Copy out only those lines running from the line with "the white long-sleeve" to the end of the listing, keeping each one exactly as it is.

Start of Provided information

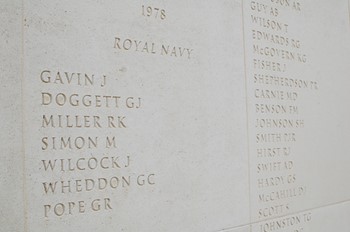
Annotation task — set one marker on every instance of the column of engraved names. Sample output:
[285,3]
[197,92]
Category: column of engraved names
[82,159]
[276,52]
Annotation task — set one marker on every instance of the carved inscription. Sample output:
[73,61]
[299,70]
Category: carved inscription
[273,54]
[82,123]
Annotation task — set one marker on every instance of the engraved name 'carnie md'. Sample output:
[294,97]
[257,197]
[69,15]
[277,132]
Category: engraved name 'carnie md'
[136,45]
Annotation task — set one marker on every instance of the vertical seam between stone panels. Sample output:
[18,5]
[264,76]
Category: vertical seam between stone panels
[22,124]
[349,10]
[247,118]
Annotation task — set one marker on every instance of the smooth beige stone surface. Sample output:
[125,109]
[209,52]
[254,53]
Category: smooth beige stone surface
[11,155]
[190,140]
[181,105]
[319,155]
[327,218]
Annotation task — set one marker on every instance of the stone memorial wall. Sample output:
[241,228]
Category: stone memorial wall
[157,116]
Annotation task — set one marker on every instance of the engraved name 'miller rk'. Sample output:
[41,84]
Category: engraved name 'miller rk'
[152,48]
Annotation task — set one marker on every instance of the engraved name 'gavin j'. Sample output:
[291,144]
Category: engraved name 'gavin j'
[152,48]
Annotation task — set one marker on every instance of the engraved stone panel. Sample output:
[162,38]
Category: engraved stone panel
[186,116]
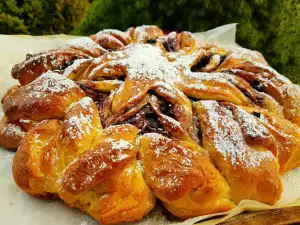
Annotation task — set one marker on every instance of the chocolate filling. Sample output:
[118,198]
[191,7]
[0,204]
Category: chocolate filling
[151,41]
[256,114]
[146,121]
[257,85]
[202,63]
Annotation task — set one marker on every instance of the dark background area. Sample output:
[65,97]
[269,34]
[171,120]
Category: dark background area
[269,26]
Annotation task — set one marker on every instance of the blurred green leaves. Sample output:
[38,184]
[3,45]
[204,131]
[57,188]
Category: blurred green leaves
[269,26]
[41,17]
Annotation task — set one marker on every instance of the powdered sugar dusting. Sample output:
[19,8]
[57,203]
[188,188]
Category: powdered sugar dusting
[79,126]
[250,125]
[146,62]
[87,103]
[228,138]
[13,130]
[84,44]
[52,82]
[75,66]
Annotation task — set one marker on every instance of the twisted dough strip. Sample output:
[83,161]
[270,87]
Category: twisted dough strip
[209,126]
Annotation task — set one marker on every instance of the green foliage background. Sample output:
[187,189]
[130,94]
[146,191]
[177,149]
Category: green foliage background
[41,17]
[269,26]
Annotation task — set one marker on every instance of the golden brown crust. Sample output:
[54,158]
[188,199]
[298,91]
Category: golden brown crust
[45,98]
[33,67]
[11,134]
[252,170]
[182,177]
[199,127]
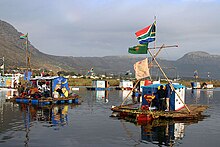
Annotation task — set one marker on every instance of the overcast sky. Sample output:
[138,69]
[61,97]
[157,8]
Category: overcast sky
[107,27]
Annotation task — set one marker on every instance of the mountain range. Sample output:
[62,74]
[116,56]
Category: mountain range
[12,48]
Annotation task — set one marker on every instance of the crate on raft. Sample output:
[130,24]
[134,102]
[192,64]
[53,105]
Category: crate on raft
[149,92]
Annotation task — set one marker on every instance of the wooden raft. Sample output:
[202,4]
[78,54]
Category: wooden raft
[195,112]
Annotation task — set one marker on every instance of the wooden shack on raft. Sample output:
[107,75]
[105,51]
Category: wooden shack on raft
[46,91]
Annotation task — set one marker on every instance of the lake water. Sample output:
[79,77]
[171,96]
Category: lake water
[90,124]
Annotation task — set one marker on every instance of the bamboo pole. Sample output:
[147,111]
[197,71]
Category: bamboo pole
[169,81]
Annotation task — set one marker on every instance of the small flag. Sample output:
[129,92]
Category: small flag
[139,49]
[24,36]
[2,66]
[141,69]
[147,34]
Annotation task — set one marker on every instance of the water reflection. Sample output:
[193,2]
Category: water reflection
[53,115]
[162,133]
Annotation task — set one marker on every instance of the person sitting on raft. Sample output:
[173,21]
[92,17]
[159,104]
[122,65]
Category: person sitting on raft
[161,93]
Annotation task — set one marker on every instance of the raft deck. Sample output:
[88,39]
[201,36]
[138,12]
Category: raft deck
[46,101]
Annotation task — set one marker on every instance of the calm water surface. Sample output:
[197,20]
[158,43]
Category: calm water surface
[89,124]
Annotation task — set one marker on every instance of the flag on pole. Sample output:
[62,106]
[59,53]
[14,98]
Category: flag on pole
[147,34]
[139,49]
[141,69]
[24,36]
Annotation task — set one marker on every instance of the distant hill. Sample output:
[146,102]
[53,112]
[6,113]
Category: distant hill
[12,49]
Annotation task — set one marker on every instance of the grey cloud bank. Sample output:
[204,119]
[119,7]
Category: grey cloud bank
[104,28]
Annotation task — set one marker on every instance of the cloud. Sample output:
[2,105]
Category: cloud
[103,28]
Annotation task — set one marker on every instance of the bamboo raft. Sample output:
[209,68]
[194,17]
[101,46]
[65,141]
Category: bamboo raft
[137,113]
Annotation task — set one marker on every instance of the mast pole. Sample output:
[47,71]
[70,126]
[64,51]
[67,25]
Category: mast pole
[168,81]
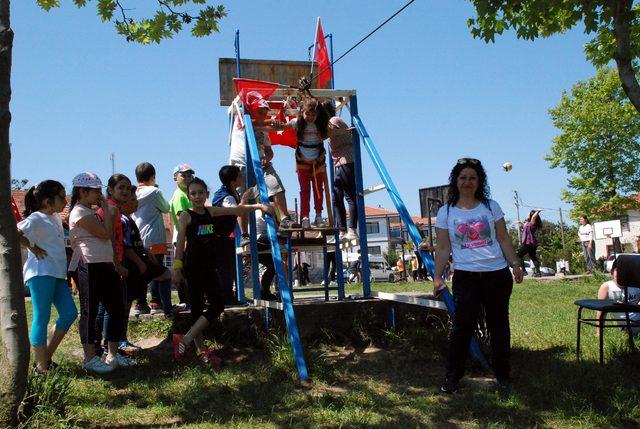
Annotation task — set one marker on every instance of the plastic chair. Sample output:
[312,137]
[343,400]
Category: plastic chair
[628,273]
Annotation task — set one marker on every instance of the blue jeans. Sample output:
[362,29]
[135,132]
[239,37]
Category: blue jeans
[47,291]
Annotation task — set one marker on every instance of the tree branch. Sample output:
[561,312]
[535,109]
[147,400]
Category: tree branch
[622,14]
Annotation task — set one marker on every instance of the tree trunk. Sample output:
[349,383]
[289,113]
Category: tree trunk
[621,26]
[14,355]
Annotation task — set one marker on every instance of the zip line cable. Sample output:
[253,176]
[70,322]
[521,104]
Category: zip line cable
[309,82]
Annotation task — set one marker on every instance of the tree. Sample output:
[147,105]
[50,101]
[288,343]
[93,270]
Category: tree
[19,184]
[599,146]
[614,24]
[167,21]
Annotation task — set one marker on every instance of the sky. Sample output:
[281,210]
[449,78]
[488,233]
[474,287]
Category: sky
[428,93]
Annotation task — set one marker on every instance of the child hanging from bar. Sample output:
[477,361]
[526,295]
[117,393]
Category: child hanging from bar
[196,244]
[311,130]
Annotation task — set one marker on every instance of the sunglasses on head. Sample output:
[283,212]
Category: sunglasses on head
[468,161]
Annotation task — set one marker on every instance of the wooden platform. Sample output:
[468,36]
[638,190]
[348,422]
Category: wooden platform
[318,318]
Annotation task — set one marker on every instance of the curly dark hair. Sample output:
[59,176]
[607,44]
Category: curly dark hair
[483,193]
[322,120]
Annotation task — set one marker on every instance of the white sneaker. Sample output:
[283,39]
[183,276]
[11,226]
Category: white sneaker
[96,366]
[351,236]
[319,222]
[120,361]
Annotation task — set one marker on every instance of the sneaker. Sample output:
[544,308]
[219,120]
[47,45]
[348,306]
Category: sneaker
[286,222]
[504,383]
[127,348]
[120,362]
[96,366]
[245,240]
[319,222]
[449,387]
[179,348]
[351,236]
[209,357]
[268,296]
[156,308]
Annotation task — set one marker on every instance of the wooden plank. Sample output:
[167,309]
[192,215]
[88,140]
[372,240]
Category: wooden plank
[408,299]
[279,71]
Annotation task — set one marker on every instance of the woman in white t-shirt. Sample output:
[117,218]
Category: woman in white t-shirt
[98,280]
[472,228]
[585,231]
[612,290]
[45,269]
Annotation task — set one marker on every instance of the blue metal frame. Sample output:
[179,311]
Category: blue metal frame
[406,219]
[365,273]
[254,170]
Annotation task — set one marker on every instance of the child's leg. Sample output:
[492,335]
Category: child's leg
[318,191]
[338,200]
[67,314]
[42,291]
[348,182]
[304,178]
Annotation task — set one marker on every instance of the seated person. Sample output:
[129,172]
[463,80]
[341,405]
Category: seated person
[611,290]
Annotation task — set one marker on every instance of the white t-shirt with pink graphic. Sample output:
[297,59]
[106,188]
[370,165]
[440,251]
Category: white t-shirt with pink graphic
[472,234]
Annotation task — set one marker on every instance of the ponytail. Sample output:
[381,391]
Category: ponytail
[37,195]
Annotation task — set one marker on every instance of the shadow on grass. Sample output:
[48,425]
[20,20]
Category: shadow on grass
[394,385]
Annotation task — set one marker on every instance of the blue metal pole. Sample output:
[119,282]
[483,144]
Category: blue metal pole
[411,227]
[325,272]
[362,221]
[285,291]
[239,267]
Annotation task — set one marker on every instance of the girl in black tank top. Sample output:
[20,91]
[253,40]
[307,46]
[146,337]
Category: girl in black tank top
[196,232]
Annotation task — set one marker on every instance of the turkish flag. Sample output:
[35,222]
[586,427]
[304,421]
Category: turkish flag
[286,137]
[246,86]
[16,211]
[322,58]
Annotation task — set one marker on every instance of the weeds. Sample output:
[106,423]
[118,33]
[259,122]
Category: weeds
[45,401]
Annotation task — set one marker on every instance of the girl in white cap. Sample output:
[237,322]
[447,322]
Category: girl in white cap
[97,275]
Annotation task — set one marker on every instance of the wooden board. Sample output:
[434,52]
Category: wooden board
[278,71]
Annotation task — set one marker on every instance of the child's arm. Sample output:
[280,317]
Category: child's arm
[35,249]
[239,209]
[183,222]
[129,253]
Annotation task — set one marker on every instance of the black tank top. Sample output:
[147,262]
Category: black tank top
[201,239]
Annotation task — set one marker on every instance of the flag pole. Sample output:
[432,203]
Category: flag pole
[315,46]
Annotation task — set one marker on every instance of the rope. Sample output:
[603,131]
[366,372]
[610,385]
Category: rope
[359,42]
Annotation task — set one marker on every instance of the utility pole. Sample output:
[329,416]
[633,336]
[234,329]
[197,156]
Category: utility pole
[564,249]
[516,198]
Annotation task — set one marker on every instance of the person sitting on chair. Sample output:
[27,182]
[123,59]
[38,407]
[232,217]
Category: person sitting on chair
[612,290]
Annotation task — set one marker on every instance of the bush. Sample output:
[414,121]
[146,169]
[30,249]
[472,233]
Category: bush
[44,404]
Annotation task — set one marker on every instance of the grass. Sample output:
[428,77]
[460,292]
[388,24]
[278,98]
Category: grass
[392,382]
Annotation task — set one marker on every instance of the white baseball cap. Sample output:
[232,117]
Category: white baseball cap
[87,180]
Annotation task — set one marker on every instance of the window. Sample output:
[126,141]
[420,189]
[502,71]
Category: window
[375,250]
[373,228]
[624,223]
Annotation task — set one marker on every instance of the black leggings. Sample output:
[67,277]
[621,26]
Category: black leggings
[267,260]
[529,249]
[470,291]
[344,186]
[204,281]
[100,283]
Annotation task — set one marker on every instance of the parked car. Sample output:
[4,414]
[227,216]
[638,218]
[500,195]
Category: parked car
[380,270]
[545,271]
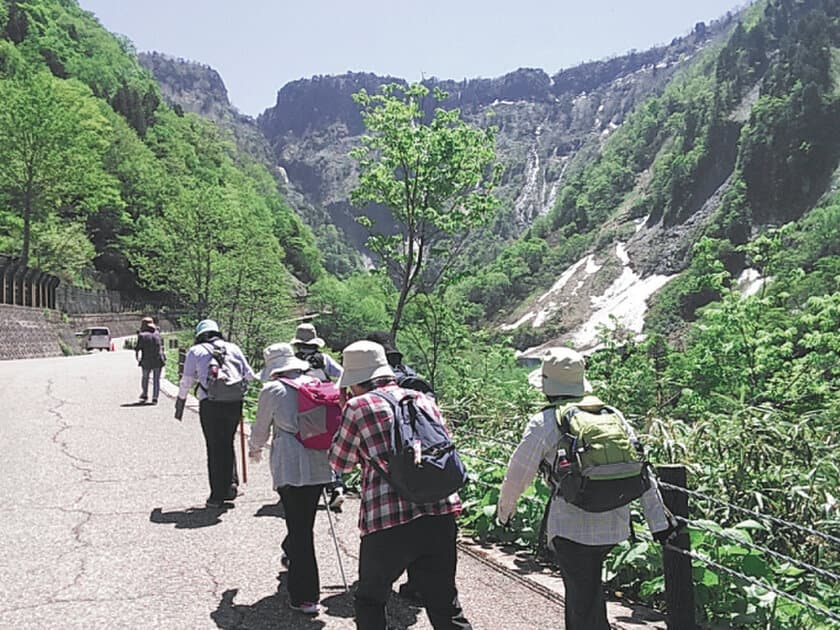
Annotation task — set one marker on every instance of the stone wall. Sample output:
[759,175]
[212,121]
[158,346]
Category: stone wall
[29,333]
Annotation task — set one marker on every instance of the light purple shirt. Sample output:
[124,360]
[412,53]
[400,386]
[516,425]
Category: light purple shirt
[197,362]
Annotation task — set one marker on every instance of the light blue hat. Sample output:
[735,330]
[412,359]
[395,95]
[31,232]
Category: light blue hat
[205,326]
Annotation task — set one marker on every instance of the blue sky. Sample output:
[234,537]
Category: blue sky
[260,45]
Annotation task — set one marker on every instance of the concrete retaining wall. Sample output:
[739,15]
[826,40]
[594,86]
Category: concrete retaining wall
[28,333]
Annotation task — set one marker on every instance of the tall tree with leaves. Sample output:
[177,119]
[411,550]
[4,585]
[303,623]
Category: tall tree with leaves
[51,140]
[435,174]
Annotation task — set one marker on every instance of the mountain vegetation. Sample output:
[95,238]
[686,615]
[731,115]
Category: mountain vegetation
[710,157]
[103,184]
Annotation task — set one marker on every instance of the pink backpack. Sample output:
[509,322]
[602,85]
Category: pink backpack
[319,412]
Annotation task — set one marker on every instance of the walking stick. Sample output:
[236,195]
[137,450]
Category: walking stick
[335,540]
[242,445]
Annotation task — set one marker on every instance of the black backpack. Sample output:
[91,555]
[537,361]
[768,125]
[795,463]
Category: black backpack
[317,364]
[408,378]
[431,474]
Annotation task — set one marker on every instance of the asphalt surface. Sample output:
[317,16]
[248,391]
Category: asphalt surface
[104,524]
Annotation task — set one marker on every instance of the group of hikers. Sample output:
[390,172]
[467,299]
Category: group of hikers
[400,532]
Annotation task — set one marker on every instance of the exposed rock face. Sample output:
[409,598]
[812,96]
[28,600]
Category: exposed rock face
[198,89]
[545,125]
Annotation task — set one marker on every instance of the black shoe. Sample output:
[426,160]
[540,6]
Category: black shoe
[410,593]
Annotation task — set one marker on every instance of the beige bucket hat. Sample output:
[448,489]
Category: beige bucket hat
[306,333]
[561,374]
[363,361]
[279,358]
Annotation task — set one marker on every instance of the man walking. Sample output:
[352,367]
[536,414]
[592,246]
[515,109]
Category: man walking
[150,357]
[396,534]
[580,539]
[209,358]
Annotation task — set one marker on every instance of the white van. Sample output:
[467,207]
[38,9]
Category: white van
[96,338]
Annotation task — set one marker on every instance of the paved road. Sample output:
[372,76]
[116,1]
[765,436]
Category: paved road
[104,526]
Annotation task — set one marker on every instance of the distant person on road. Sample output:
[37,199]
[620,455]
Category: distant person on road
[579,539]
[396,534]
[212,362]
[307,345]
[150,357]
[299,473]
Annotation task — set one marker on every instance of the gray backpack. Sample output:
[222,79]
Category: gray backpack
[225,380]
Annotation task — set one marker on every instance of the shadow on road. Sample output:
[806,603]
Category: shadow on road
[273,612]
[269,613]
[191,518]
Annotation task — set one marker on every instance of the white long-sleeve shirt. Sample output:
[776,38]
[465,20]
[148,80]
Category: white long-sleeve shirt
[292,464]
[540,441]
[197,362]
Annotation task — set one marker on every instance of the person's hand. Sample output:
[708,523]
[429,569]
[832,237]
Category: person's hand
[179,407]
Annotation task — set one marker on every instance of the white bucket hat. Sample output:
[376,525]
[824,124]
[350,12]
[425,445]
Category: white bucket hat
[561,374]
[306,333]
[363,361]
[280,357]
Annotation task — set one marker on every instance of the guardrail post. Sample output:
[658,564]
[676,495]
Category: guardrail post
[182,356]
[679,587]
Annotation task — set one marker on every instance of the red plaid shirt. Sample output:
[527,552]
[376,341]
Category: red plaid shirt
[364,434]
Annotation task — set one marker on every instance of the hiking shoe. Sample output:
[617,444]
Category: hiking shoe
[336,499]
[307,608]
[410,593]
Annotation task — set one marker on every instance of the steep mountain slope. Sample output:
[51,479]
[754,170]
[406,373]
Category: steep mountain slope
[197,88]
[545,125]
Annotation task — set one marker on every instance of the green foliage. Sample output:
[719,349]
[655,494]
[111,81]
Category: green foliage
[436,177]
[352,308]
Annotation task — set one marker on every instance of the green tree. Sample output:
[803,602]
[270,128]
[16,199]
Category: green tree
[435,174]
[52,138]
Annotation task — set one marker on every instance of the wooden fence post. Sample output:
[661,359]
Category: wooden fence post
[679,585]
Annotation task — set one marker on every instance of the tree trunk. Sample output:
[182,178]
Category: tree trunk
[27,226]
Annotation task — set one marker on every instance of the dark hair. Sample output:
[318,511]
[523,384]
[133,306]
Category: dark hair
[207,336]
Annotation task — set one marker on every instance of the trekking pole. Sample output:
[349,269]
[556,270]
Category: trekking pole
[335,539]
[242,445]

End of Provided information

**Answer for this exercise**:
Annotation task — set one marker on every instance of the white long-sleeve shirt. Sample output:
[776,38]
[465,20]
[148,80]
Category: white long-sleeve shirt
[292,464]
[540,441]
[197,362]
Annotation task — set one marker on every instance of the person's hand. Sample output:
[708,523]
[429,569]
[832,237]
Category: person's hand
[179,407]
Annotation task — set one marker on every instance of the white bucket hat. Sample output:
[376,525]
[824,124]
[350,12]
[425,445]
Category: white bucket hat
[561,374]
[306,333]
[363,361]
[280,357]
Annotation task — set one marker on every instance of the guardrail post. Sample output:
[658,564]
[676,495]
Category: guardrail post
[182,356]
[679,587]
Annotation task — set one marker on every instance of the red plaid shirt. Sample output:
[527,552]
[376,341]
Category: red plaid shirt
[364,434]
Annotation task — set one marker on every instance of the hiking shoe. Sample output:
[617,444]
Category: hiking shoe
[336,499]
[307,608]
[410,593]
Annotation task — set one marker on every instance of the steep mountain slope. Sample output:
[51,479]
[754,170]
[406,373]
Category: steep mountain slope
[197,88]
[545,125]
Annotation task — set one marker on every instance of the green foliage. Sample output:
[719,349]
[655,494]
[111,81]
Category: green foliage
[436,177]
[352,308]
Annotation task — set one marker on every instance of the green tree. Sample output:
[803,602]
[270,128]
[16,199]
Category: green tree
[435,174]
[52,138]
Annotation task — set one marker on every instance of the wooden fence post. Sample output:
[661,359]
Category: wooden fence post
[679,585]
Annotation task — set one marker on every instance of the tree trunk. Sample output:
[182,178]
Category: tree trunk
[27,226]
Annotation task — set one marker on every instance of the dark hair. Sample output:
[318,511]
[523,384]
[133,306]
Category: dark hair
[207,336]
Annotation task — set one marker on every instance of the trekking pole. Sample output:
[349,269]
[556,270]
Category: trekking pole
[335,539]
[242,445]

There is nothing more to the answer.